• Recorded information:
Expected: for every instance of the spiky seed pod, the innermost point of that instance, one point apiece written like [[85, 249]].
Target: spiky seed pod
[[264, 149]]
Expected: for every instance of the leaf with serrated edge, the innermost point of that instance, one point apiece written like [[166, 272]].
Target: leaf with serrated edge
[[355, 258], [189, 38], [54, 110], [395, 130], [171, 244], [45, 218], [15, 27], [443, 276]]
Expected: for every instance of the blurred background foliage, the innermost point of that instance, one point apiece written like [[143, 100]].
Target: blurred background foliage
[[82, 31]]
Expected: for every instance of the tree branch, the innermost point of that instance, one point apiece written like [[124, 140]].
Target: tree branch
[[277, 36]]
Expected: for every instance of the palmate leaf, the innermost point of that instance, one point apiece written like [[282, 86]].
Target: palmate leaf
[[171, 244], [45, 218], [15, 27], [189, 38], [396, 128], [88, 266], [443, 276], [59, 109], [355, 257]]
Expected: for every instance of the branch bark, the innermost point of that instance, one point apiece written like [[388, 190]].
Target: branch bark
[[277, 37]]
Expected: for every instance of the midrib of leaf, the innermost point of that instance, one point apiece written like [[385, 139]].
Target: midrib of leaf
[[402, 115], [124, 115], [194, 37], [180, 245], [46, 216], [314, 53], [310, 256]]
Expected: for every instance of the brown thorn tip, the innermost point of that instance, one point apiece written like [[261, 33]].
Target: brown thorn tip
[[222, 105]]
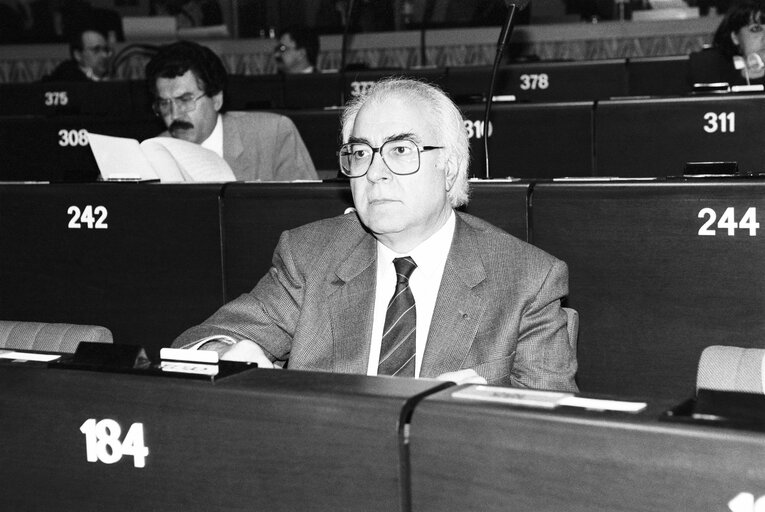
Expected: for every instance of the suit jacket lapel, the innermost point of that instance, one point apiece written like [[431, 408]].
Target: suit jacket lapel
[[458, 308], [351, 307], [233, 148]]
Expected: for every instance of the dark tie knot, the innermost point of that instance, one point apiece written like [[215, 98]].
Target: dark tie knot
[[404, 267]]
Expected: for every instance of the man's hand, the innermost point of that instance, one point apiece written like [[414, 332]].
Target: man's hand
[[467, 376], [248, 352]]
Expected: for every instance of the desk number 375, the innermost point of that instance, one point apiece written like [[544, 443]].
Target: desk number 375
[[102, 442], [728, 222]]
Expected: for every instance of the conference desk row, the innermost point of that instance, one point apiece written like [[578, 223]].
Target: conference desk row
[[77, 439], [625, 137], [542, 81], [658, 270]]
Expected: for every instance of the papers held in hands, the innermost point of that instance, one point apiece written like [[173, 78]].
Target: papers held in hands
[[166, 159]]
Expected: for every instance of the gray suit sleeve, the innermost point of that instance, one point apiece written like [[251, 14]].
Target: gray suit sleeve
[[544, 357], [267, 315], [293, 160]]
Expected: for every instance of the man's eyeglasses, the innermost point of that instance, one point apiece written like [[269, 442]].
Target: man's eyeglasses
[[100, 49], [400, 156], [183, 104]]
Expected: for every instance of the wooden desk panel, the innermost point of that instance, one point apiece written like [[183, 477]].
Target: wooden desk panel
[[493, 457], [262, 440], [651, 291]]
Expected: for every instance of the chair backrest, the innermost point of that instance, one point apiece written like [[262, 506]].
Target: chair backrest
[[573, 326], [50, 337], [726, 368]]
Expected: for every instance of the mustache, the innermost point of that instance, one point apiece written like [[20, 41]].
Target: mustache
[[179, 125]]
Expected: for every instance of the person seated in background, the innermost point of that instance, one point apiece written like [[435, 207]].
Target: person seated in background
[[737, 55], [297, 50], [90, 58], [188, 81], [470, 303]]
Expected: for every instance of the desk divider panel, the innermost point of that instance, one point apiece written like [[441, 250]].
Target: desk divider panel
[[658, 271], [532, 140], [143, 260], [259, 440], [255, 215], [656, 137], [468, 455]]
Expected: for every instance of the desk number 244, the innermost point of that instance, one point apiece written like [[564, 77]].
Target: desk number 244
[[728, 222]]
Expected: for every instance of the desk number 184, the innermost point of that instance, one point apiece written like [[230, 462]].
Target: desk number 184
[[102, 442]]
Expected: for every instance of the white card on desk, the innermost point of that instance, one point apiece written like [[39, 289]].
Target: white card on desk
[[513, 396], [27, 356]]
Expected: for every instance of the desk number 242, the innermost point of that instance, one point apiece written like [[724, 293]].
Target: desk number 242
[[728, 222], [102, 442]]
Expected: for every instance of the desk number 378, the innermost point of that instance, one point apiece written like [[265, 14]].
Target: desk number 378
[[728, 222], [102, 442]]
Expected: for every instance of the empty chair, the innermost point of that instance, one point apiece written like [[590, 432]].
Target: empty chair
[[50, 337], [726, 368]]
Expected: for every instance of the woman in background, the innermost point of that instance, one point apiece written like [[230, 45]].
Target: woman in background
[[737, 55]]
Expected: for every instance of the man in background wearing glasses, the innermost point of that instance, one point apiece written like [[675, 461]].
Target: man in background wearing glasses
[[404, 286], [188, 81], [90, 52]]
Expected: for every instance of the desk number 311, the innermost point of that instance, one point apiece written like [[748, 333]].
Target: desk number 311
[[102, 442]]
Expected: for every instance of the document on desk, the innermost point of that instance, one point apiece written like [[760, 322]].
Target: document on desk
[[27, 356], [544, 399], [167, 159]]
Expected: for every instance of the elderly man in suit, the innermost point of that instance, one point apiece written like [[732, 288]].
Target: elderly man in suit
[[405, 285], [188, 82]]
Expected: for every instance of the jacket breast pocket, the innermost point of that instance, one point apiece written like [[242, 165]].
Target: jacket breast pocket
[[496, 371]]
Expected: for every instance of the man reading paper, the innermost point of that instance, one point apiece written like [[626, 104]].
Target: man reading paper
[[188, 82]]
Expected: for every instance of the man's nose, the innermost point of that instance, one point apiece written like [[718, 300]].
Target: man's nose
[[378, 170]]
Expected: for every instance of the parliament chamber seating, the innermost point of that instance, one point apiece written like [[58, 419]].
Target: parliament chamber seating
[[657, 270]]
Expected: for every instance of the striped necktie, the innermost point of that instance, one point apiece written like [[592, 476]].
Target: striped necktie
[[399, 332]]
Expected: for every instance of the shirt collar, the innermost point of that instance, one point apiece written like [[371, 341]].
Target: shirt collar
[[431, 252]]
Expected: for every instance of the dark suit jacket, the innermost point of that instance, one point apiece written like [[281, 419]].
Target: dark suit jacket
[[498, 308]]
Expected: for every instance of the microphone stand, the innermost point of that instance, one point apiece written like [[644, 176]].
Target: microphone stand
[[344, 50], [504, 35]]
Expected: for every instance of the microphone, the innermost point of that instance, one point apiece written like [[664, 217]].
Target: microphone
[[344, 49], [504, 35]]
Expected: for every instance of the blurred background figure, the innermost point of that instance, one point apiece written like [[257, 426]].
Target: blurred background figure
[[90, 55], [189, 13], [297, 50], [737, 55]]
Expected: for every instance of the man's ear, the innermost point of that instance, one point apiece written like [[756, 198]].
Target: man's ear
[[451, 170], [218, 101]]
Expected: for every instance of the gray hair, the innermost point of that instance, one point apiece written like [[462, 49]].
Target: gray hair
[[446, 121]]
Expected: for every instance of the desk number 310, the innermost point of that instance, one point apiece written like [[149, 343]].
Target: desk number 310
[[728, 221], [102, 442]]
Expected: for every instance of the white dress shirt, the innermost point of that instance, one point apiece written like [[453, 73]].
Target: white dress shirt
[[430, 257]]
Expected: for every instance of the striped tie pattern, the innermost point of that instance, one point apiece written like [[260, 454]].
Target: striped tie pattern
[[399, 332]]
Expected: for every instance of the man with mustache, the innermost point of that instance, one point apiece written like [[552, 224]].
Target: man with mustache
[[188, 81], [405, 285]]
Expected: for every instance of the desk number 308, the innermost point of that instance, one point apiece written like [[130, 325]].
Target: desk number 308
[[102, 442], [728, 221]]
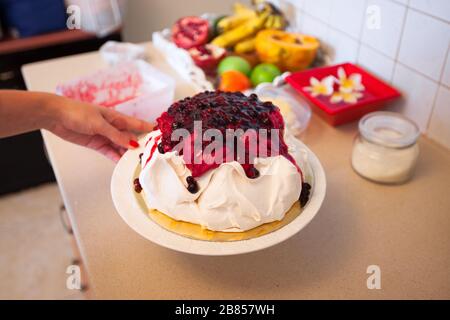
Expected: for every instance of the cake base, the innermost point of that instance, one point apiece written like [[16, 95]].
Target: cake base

• Your objective: Scan the data for the word "base" and copy every line where it shows up.

• Solution:
Expected: for every instance of the cake base, the innermost point of that instance, one point apiece written like [[16, 95]].
Target: cake base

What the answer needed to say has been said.